**What is asked:** Put the rows from the line containing "tree. Return only the coordinates." through the final line, both included, into a JSON list of strings with one string per line. Leave out any blank lines.

**Extracted information:**
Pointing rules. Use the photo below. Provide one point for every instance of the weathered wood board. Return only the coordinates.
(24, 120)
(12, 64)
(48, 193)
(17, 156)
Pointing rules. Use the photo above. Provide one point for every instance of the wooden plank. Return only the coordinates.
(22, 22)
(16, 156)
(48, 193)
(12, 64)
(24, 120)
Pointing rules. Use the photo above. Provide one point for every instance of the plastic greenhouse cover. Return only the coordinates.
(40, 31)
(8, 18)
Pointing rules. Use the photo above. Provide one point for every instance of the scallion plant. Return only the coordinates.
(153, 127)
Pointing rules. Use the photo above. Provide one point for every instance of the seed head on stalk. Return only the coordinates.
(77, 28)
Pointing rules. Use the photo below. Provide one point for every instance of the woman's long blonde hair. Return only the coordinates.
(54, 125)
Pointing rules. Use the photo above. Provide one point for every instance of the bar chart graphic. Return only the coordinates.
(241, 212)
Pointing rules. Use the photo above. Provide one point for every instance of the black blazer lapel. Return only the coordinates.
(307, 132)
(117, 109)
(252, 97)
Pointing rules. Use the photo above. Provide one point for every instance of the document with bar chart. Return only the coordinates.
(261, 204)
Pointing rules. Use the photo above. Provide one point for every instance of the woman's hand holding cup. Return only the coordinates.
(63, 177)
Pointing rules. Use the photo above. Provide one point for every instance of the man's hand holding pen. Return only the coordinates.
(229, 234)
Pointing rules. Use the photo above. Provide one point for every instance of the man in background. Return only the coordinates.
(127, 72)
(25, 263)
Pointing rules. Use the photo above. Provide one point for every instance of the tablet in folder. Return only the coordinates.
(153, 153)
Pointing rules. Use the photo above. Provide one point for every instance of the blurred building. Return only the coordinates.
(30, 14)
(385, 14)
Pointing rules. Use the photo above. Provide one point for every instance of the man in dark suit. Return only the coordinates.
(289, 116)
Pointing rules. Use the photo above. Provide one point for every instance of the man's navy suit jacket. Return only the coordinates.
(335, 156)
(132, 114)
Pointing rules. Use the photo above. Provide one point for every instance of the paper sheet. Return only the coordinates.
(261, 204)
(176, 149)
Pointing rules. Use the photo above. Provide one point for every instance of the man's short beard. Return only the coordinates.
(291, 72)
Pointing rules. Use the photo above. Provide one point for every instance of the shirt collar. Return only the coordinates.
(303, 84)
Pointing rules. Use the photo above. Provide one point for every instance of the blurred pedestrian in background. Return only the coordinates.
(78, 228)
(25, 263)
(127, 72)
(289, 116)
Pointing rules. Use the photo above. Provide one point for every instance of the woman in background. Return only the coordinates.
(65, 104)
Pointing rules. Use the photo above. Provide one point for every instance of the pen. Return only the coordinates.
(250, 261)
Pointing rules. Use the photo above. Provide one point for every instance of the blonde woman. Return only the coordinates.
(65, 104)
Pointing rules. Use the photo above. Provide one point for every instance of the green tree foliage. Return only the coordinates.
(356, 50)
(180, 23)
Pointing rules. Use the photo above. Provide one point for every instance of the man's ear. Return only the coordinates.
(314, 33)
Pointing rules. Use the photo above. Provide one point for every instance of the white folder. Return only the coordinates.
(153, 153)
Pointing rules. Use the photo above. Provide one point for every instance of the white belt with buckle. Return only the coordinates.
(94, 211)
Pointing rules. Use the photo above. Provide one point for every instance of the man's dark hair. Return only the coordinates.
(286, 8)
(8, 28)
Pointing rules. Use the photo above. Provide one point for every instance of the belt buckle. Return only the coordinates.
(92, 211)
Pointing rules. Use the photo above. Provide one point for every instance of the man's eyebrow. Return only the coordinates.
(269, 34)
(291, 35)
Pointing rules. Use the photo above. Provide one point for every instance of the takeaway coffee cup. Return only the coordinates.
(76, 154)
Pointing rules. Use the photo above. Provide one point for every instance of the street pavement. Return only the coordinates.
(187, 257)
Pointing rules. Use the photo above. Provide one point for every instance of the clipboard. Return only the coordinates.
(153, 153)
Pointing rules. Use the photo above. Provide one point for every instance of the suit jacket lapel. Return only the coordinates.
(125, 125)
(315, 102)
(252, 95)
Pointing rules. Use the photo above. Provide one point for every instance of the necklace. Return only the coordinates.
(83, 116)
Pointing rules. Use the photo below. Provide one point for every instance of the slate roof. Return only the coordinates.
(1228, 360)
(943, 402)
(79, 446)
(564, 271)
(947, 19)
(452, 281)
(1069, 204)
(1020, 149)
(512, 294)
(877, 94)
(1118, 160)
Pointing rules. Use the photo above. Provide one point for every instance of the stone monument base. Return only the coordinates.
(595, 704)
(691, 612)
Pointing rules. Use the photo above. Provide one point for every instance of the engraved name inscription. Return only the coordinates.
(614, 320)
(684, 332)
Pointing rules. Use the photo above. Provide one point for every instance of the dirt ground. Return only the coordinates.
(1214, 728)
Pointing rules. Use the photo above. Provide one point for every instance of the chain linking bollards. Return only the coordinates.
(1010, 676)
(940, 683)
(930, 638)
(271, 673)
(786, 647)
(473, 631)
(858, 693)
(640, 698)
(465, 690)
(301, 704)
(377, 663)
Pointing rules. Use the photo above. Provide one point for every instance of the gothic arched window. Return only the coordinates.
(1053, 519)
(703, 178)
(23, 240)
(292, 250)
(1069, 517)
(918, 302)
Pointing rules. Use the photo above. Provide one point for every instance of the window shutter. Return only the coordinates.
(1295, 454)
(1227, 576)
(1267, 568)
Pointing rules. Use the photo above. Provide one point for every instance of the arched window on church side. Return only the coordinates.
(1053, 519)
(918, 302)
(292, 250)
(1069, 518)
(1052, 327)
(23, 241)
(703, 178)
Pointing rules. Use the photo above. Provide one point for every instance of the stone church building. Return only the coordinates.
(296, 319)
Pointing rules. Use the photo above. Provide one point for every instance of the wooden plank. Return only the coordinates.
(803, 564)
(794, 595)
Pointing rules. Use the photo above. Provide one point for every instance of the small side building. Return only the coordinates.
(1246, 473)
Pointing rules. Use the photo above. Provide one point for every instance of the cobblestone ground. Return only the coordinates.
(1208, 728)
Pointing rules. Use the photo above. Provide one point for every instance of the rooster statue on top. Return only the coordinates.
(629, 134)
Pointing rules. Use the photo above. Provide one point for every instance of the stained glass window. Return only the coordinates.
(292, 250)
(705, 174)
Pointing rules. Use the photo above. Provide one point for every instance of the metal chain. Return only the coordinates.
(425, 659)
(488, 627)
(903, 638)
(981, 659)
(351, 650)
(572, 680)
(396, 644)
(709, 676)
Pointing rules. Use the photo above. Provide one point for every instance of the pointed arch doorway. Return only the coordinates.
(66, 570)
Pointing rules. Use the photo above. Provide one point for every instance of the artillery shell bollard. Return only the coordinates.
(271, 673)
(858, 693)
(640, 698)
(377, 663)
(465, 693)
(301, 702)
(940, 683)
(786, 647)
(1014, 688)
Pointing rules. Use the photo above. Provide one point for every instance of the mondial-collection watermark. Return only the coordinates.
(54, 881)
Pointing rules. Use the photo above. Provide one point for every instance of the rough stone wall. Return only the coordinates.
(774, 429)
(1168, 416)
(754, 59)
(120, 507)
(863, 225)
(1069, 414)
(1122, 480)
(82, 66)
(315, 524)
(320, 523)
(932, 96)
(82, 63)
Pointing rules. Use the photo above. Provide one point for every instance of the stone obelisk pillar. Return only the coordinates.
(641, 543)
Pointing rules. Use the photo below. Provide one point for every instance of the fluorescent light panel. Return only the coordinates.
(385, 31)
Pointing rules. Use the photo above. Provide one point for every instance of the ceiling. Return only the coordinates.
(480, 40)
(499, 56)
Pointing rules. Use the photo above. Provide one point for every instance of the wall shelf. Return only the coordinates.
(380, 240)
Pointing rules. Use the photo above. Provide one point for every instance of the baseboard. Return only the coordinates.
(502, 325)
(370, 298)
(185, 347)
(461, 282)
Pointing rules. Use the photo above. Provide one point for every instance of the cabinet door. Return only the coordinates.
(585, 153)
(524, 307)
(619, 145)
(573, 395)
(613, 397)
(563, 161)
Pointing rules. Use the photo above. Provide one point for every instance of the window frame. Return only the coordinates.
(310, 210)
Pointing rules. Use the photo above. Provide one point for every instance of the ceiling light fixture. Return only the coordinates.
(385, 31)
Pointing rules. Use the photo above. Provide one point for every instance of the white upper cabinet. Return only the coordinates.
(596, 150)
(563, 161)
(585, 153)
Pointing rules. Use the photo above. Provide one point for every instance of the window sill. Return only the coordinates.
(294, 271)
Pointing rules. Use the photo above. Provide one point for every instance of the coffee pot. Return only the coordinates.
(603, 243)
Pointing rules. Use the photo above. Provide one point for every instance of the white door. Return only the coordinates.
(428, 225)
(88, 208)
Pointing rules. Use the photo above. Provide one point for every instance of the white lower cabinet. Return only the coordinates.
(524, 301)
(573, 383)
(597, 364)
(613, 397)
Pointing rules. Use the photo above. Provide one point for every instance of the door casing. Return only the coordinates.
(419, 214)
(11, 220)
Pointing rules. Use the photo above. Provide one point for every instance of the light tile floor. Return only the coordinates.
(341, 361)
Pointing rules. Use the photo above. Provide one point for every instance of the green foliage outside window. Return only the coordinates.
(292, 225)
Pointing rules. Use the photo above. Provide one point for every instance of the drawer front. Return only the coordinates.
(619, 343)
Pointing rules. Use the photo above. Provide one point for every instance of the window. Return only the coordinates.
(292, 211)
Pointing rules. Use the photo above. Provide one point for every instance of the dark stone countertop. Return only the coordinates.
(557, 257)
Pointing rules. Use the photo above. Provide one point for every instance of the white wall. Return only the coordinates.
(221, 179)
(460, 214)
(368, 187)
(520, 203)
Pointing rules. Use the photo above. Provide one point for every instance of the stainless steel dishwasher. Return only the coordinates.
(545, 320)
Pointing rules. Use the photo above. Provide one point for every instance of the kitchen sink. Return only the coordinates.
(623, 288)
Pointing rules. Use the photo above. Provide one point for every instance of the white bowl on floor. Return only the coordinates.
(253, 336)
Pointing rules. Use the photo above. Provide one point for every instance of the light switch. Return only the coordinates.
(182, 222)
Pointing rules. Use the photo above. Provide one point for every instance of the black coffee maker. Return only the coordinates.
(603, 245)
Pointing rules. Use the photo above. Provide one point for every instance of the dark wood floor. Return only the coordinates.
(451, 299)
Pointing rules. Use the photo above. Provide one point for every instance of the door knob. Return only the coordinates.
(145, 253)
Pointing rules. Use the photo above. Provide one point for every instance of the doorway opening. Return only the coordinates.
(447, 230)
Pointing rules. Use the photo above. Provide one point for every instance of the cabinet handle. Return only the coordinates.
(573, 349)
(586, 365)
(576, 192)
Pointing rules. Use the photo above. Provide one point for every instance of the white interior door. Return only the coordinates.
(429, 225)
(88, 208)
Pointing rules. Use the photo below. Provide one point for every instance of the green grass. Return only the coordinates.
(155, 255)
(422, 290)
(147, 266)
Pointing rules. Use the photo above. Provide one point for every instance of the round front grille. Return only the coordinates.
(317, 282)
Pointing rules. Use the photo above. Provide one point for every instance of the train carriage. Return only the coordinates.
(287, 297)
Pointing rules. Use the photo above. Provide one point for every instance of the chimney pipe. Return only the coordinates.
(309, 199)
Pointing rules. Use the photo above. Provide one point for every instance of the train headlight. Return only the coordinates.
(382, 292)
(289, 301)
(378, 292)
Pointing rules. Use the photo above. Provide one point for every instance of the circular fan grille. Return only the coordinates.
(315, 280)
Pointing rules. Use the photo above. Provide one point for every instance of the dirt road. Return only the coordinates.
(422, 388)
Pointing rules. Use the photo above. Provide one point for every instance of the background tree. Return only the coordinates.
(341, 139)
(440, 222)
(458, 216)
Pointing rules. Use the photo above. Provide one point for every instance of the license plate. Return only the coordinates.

**Answer to the task:**
[
  "Pointing rules. Use the photo above. Provide one point for every instance of the background tree. Return only the coordinates.",
  "(341, 139)",
  "(440, 222)",
  "(458, 216)",
  "Pointing rules. Use the photo above. Provide one point for every instance of the license plate. Return only the coordinates."
]